WHAT THE TASK REQUIRES: From the line with "Target: high-rise building" through the final line, transcribe the material below character for character; include no other lines.

(Dataset excerpts on object pointing)
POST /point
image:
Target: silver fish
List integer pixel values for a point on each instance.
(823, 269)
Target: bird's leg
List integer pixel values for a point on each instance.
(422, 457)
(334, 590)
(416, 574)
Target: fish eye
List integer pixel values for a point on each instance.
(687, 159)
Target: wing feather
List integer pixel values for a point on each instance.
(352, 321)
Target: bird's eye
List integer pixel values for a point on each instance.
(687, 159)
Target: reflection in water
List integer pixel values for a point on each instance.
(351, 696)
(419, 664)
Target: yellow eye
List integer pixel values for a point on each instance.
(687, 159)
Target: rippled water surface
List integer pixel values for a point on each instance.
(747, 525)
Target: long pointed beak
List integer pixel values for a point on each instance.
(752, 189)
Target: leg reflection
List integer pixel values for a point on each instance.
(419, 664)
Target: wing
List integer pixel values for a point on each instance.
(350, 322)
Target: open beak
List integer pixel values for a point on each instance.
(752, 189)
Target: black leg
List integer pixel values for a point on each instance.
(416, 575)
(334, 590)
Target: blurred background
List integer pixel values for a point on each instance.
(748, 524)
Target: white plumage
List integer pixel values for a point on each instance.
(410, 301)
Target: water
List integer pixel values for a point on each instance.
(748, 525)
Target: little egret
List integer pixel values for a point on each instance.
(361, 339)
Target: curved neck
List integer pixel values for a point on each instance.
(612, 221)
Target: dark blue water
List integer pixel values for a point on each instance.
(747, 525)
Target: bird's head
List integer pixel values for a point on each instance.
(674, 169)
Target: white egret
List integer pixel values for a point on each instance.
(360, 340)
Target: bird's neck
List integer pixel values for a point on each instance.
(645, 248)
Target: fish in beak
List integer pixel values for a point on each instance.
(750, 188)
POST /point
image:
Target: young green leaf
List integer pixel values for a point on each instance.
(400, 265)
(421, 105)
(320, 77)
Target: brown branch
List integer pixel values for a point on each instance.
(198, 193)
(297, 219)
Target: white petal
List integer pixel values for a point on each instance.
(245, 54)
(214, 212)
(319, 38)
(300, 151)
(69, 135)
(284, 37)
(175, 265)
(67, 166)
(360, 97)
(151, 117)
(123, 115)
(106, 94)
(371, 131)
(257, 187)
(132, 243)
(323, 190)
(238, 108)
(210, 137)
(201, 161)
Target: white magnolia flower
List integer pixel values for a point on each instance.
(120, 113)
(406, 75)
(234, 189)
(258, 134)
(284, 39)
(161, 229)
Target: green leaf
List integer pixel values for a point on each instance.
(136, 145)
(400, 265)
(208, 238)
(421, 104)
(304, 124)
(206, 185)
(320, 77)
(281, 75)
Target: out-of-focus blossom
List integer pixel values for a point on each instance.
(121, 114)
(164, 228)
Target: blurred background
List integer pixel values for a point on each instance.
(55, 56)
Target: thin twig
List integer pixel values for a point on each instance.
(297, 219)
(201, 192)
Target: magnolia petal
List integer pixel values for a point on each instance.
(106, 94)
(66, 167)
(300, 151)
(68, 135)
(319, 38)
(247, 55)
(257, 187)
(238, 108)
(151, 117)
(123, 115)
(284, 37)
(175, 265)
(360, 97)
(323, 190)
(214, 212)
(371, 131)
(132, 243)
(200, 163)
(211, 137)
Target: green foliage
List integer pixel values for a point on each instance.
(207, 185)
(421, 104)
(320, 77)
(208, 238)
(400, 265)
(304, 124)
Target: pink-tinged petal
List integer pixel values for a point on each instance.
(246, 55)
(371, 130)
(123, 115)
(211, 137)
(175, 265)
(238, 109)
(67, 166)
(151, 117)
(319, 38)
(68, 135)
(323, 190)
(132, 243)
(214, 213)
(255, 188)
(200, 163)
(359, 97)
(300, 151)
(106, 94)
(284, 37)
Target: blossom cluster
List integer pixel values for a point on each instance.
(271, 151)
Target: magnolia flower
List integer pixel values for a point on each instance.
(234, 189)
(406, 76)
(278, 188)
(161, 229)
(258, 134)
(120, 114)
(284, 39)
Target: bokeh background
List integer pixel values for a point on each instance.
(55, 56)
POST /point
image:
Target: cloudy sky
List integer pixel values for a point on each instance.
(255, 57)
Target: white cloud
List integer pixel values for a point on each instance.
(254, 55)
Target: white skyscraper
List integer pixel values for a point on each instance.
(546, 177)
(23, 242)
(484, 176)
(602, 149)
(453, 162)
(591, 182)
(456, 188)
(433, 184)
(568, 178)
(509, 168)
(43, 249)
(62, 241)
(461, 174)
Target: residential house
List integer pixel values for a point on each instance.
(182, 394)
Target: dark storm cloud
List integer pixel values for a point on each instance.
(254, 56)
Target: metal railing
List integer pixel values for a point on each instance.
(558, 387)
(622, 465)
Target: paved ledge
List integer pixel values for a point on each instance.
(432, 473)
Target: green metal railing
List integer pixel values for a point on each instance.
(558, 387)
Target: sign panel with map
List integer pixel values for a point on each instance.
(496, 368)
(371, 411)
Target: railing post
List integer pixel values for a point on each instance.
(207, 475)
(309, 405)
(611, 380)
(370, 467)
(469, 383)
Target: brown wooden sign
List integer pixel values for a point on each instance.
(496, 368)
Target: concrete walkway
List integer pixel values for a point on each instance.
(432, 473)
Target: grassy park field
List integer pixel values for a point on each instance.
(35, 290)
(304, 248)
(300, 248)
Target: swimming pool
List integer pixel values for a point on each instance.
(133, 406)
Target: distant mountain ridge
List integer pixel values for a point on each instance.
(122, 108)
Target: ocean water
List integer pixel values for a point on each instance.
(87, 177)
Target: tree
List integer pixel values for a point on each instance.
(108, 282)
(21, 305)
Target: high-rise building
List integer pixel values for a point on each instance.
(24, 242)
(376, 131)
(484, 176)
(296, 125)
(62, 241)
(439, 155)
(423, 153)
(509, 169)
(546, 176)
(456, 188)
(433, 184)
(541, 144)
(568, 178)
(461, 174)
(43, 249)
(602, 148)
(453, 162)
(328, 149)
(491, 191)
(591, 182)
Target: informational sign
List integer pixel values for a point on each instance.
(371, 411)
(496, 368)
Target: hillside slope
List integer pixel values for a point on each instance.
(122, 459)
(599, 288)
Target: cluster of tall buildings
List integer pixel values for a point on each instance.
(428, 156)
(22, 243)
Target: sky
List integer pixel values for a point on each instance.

WORKED SOLUTION:
Target: high-rise building
List integer pixel values for a point on each instance.
(24, 242)
(376, 131)
(484, 176)
(296, 125)
(62, 241)
(439, 155)
(423, 153)
(509, 169)
(546, 176)
(456, 188)
(433, 184)
(541, 144)
(568, 178)
(461, 174)
(43, 249)
(602, 148)
(453, 162)
(328, 149)
(491, 191)
(591, 182)
Target: informational sign
List integer pixel values for a point on each instance.
(371, 411)
(496, 368)
Target: hillside slope
List integer pixel values for a point on each instance.
(122, 459)
(599, 288)
Target: cluster of tall buildings
List integer pixel values for a point on each instance.
(428, 156)
(22, 243)
Target: sky
List integer pixel values for a point on each instance.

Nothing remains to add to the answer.